• [INSTRUCTION]: Count the lines of the data below that contain the word "blurred", and give only that number.

• [RECORDS SUPPLIED]:
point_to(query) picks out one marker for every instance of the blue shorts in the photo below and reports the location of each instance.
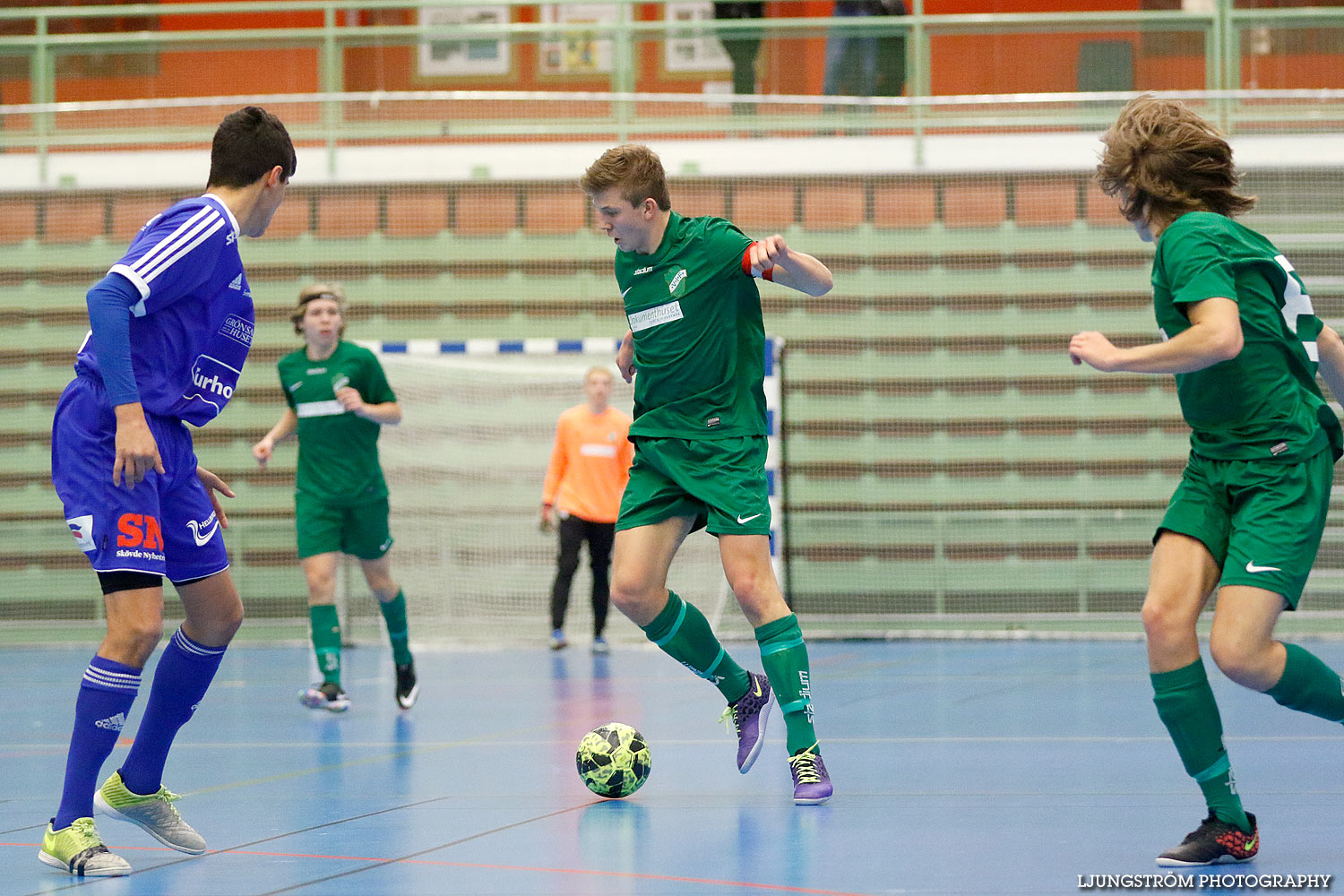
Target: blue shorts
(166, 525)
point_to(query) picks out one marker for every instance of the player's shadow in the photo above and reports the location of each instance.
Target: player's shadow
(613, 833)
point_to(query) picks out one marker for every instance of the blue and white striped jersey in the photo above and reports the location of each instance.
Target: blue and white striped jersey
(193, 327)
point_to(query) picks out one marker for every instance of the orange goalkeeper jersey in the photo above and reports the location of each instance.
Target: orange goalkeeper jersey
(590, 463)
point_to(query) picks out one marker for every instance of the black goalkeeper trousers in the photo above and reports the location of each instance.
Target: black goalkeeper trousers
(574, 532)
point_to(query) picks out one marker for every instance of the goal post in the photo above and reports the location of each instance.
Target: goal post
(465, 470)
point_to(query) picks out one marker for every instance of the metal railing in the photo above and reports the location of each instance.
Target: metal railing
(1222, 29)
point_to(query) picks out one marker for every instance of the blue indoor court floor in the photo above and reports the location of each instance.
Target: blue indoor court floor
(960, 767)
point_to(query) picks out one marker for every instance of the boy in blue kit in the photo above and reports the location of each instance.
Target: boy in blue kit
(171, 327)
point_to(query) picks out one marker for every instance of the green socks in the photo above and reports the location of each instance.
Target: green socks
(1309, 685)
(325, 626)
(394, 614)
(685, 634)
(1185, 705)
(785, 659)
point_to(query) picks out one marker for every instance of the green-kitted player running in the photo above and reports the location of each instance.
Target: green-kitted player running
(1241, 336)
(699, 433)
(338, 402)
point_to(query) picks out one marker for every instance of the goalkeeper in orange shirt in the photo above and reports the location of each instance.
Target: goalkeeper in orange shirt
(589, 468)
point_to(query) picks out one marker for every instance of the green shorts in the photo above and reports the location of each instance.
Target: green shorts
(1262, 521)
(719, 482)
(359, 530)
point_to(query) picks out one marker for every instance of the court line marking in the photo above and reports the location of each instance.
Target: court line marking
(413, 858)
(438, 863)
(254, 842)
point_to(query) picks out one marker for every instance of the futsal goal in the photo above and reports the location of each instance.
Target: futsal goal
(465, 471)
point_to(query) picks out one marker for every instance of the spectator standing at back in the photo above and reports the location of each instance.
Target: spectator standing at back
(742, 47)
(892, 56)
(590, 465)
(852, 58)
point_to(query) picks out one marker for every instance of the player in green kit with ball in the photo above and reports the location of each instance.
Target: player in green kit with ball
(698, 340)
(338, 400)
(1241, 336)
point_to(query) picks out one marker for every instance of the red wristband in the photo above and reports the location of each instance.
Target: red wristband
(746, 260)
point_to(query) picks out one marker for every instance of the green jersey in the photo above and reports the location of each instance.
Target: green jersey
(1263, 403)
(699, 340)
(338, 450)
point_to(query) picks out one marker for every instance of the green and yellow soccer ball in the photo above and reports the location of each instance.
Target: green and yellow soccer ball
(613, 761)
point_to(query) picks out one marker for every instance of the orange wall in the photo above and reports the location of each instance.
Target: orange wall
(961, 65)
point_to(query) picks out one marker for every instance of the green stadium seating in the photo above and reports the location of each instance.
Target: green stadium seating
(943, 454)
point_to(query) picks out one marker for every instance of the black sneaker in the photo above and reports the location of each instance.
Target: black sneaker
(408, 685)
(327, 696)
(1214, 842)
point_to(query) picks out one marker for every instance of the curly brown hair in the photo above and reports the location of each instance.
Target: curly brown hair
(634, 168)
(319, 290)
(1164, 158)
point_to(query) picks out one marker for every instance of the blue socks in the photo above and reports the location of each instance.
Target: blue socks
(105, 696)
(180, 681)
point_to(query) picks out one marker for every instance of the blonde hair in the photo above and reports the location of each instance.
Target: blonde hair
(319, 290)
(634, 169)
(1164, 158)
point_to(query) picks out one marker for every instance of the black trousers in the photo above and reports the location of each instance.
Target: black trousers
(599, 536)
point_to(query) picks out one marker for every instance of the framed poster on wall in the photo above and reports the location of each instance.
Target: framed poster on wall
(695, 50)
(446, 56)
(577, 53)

---

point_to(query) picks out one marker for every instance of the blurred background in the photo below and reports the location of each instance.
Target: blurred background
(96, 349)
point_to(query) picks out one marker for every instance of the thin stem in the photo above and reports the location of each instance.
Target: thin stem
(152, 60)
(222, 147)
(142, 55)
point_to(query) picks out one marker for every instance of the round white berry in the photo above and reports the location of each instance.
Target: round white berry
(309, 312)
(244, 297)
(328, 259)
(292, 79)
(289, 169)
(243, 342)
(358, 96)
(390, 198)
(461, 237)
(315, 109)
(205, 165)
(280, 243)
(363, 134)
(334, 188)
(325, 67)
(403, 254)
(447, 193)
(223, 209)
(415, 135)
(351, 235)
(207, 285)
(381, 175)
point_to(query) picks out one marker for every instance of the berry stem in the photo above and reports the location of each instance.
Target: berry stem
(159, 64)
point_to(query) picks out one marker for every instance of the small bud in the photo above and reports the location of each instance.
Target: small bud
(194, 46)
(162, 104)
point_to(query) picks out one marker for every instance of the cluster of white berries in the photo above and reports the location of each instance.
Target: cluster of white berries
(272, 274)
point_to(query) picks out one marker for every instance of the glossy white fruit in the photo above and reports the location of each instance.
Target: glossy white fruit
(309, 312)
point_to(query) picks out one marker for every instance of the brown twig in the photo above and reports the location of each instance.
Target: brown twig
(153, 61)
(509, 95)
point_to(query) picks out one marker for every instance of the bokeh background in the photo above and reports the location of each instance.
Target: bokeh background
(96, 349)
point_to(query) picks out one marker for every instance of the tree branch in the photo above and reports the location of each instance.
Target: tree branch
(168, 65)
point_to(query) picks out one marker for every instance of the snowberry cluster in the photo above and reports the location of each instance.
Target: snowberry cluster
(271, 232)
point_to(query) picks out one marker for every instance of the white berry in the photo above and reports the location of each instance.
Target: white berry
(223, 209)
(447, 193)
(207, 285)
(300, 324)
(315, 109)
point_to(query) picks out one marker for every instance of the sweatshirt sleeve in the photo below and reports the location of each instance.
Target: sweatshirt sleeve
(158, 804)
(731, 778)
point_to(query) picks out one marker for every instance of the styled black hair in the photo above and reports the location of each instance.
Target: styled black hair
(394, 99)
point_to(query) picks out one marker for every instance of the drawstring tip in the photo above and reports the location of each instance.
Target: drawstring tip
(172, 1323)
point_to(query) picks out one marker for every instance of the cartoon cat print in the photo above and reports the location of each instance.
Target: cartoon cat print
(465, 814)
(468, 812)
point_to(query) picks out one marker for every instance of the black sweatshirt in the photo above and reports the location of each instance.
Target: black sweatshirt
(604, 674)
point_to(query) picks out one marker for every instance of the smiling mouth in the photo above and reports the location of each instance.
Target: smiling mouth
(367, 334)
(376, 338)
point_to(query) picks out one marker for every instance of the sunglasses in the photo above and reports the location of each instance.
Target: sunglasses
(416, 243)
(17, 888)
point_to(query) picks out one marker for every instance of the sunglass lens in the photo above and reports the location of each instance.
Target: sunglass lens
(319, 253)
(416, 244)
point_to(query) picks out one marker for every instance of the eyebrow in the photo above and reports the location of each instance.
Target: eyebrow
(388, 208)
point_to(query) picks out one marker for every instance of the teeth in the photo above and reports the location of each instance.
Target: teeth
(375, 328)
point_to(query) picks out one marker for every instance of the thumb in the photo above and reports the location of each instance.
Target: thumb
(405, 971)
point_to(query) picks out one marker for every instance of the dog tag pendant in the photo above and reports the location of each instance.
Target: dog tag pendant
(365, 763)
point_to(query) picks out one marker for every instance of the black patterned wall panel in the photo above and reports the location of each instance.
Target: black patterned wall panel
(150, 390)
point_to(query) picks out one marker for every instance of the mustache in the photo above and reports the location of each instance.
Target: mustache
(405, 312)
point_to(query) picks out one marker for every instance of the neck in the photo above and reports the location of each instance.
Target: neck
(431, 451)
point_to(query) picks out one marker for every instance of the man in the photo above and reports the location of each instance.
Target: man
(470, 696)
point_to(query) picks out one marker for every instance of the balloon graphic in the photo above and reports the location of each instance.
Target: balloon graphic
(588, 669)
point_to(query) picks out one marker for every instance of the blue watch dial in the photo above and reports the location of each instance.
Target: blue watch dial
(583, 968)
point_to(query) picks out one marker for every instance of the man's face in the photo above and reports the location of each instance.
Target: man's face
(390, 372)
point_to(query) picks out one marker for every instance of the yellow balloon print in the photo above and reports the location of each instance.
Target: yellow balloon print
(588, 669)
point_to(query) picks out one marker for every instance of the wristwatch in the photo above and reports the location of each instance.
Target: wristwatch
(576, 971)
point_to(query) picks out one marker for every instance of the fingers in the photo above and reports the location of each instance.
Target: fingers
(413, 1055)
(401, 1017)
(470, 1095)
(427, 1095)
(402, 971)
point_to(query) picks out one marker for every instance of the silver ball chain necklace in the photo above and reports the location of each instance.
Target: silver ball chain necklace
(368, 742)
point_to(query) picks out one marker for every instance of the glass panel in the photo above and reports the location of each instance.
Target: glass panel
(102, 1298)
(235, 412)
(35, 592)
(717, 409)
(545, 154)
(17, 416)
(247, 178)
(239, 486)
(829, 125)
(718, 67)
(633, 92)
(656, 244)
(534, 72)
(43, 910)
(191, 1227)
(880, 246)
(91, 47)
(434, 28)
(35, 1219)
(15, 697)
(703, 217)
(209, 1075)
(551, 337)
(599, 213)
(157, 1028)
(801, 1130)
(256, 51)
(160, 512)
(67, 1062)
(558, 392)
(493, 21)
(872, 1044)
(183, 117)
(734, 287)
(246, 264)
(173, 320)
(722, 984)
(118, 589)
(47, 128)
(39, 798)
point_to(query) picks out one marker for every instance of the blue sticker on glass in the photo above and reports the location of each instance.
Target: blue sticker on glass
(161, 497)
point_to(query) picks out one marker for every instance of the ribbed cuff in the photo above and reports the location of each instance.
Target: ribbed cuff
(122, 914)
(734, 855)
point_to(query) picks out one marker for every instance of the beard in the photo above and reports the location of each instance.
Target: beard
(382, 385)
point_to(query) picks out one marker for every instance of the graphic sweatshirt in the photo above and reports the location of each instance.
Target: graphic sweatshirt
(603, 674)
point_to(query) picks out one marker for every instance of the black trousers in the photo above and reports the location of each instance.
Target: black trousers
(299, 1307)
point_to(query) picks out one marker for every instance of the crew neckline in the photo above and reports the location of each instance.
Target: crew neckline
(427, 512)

• [SOLVED EXERCISE]: 2